___ Text ___

[Mesa-dev] [PATCH] i965/vs: Emit a MAC instead of a MUL+ADD combination when possible.

Eric Anholt eric at anholt.net
Tue Jan 10 11:23:14 PST 2012


Fixes a regression in codegen quality from the old VS backend to the
new one, where matrix multiplies were more expensive in instruction
count.

shader-db results:
Total instructions: 58540 -> 55984
815/870 programs affected (93.7%)
57412 -> 54856 instructions in affected programs (4.5% reduction)
hurt programs:
shaders/gst-gl-mosaic-v.vert: 48.21%
shaders/gst-gl-cube-v.vert: 48.21%

Those two shaders are doing really silly things, and the core GLSL
compiler should really be optimizing those silly things away.
Instead, we now end up with MAC sequences involving 0.0 or 1.0, which
are trickier to optimize away than MUL+ADD sequences.
---
 src/mesa/drivers/dri/i965/brw_vec4.h               |    4 ++
 .../drivers/dri/i965/brw_vec4_copy_propagation.cpp |    1 +
 src/mesa/drivers/dri/i965/brw_vec4_emit.cpp        |    6 +++
 src/mesa/drivers/dri/i965/brw_vec4_visitor.cpp     |   45 ++++++++++++++++++++
 4 files changed, 56 insertions(+), 0 deletions(-)

___ Data provided ___

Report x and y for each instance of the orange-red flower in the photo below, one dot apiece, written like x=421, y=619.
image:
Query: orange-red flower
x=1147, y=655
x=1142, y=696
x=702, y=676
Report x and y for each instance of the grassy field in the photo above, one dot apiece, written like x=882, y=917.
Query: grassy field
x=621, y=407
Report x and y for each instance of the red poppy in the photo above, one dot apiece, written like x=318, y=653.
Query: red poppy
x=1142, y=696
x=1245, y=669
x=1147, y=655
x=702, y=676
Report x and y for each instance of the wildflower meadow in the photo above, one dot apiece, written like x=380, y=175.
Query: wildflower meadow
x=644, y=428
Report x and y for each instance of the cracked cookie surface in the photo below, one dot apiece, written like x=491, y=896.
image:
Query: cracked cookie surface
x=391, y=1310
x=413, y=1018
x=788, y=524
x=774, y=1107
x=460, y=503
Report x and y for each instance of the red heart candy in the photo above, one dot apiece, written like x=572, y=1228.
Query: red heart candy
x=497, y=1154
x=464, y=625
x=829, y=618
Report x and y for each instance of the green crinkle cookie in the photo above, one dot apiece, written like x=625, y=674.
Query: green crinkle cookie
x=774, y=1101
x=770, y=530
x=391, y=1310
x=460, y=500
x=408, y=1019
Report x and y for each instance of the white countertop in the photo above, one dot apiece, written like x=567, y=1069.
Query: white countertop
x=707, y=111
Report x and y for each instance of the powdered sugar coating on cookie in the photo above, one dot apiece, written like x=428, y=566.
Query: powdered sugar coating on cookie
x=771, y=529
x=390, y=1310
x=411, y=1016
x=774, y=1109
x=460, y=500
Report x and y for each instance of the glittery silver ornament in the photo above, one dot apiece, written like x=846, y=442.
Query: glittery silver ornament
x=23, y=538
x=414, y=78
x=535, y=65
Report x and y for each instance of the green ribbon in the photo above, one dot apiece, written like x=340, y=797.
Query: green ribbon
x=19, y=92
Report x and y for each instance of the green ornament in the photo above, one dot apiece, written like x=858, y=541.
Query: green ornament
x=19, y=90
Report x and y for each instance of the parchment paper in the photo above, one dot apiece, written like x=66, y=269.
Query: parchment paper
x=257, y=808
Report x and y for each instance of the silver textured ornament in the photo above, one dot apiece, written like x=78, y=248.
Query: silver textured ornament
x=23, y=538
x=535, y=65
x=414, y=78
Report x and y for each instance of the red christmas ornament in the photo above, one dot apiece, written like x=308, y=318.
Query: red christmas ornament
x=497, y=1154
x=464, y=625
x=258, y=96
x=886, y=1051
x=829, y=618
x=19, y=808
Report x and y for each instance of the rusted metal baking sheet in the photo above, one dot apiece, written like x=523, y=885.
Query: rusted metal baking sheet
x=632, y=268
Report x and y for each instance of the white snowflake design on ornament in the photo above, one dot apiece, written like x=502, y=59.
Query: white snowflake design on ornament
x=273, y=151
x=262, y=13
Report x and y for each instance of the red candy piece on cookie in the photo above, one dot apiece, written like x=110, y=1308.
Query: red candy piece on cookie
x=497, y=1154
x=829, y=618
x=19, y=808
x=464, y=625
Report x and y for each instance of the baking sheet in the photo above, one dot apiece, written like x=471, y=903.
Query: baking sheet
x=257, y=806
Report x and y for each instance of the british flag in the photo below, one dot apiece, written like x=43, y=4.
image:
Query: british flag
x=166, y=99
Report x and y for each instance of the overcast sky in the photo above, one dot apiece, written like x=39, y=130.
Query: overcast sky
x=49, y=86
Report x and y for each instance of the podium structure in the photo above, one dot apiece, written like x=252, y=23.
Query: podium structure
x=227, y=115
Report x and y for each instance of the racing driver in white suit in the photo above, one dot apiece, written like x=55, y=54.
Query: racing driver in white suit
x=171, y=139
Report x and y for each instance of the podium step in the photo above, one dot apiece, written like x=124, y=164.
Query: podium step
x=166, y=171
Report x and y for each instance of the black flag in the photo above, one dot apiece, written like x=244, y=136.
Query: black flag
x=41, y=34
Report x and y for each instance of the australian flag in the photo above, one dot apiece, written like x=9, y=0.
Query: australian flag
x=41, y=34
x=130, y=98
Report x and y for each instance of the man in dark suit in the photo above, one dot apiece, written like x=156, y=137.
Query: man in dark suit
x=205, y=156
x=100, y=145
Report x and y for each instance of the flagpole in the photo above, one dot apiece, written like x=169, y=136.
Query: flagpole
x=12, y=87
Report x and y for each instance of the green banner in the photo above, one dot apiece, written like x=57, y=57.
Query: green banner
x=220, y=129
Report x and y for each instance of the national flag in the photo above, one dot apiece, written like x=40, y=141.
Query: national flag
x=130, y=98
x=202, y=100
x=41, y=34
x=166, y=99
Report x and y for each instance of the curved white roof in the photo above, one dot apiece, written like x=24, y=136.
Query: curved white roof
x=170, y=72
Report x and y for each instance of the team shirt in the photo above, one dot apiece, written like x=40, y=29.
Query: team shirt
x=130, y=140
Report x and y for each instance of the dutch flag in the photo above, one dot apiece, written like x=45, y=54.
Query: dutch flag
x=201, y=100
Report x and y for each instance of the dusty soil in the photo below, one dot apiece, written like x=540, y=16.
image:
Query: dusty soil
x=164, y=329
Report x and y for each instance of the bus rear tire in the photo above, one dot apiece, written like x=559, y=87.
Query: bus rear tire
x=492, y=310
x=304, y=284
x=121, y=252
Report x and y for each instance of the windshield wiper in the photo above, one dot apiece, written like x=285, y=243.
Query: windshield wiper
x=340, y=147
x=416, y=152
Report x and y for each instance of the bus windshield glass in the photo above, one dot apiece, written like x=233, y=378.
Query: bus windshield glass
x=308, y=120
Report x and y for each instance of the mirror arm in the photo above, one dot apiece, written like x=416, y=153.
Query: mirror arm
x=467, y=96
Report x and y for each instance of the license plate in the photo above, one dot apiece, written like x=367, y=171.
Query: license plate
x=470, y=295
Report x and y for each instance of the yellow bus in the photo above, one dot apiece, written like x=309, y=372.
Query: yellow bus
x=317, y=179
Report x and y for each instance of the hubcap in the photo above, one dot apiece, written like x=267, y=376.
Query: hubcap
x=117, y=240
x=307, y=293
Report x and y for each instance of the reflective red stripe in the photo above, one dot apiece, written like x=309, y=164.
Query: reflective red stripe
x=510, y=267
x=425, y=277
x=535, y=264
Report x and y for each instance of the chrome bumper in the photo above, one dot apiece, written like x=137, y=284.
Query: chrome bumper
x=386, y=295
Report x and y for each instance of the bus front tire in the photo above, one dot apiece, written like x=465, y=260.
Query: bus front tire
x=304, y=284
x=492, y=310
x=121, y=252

___

__Task requirements__:
- A) Alter the patch message from "Eric Anholt eric" up to and including "programs (4.5% reduction)" by putting "drop" in place of "regression", and give that stretch in full.
- B) Carry on writing the patch message from the point where it stops.
These rows have nothing to do with the patch message.

__Task results__:
- A)
Eric Anholt eric at anholt.net
Tue Jan 10 11:23:14 PST 2012


Fixes a drop in codegen quality from the old VS backend to the
new one, where matrix multiplies were more expensive in instruction
count.

shader-db results:
Total instructions: 58540 -> 55984
815/870 programs affected (93.7%)
57412 -> 54856 instructions in affected programs (4.5% reduction)

- B)
diff --git a/src/mesa/drivers/dri/i965/brw_vec4.h b/src/mesa/drivers/dri/i965/brw_vec4.h
index 2555fa7..4922422 100644
--- a/src/mesa/drivers/dri/i965/brw_vec4.h
+++ b/src/mesa/drivers/dri/i965/brw_vec4.h
@@ -266,6 +266,7 @@ public:
 
    bool saturate;
    bool predicate_inverse;
+   bool update_accumulator;
    uint32_t predicate;
 
    int conditional_mod; /**< BRW_CONDITIONAL_* */
@@ -524,6 +525,9 @@ public:
 				int base_offset);
 
    bool try_emit_sat(ir_expression *ir);
+   bool try_emit_mac(ir_expression *ir, int mul_op);
+
+
    void resolve_ud_negate(src_reg *reg);
 
    bool process_move_condition(ir_rvalue *ir);
diff --git a/src/mesa/drivers/dri/i965/brw_vec4_copy_propagation.cpp b/src/mesa/drivers/dri/i965/brw_vec4_copy_propagation.cpp
index 08d8f5b..1d1dd6f 100644
--- a/src/mesa/drivers/dri/i965/brw_vec4_copy_propagation.cpp
+++ b/src/mesa/drivers/dri/i965/brw_vec4_copy_propagation.cpp
@@ -96,6 +96,7 @@ try_constant_propagation(vec4_instruction *inst, int arg, src_reg *values[4])
       return true;
 
    case BRW_OPCODE_MUL:
+   case BRW_OPCODE_MAC:
    case BRW_OPCODE_ADD:
       if (arg == 1) {
 	 inst->src[arg] = value;
diff --git a/src/mesa/drivers/dri/i965/brw_vec4_emit.cpp b/src/mesa/drivers/dri/i965/brw_vec4_emit.cpp
index a618614..af5069e 100644
--- a/src/mesa/drivers/dri/i965/brw_vec4_emit.cpp
+++ b/src/mesa/drivers/dri/i965/brw_vec4_emit.cpp
@@ -831,6 +831,7 @@ vec4_visitor::generate_code()
       brw_set_predicate_control(p, inst->predicate);
       brw_set_predicate_inverse(p, inst->predicate_inverse);
       brw_set_saturate(p, inst->saturate);
+      brw_set_acc_write_control(p, inst->update_accumulator);
 
       switch (inst->opcode) {
       case BRW_OPCODE_MOV:
@@ -842,6 +843,11 @@ vec4_visitor::generate_code()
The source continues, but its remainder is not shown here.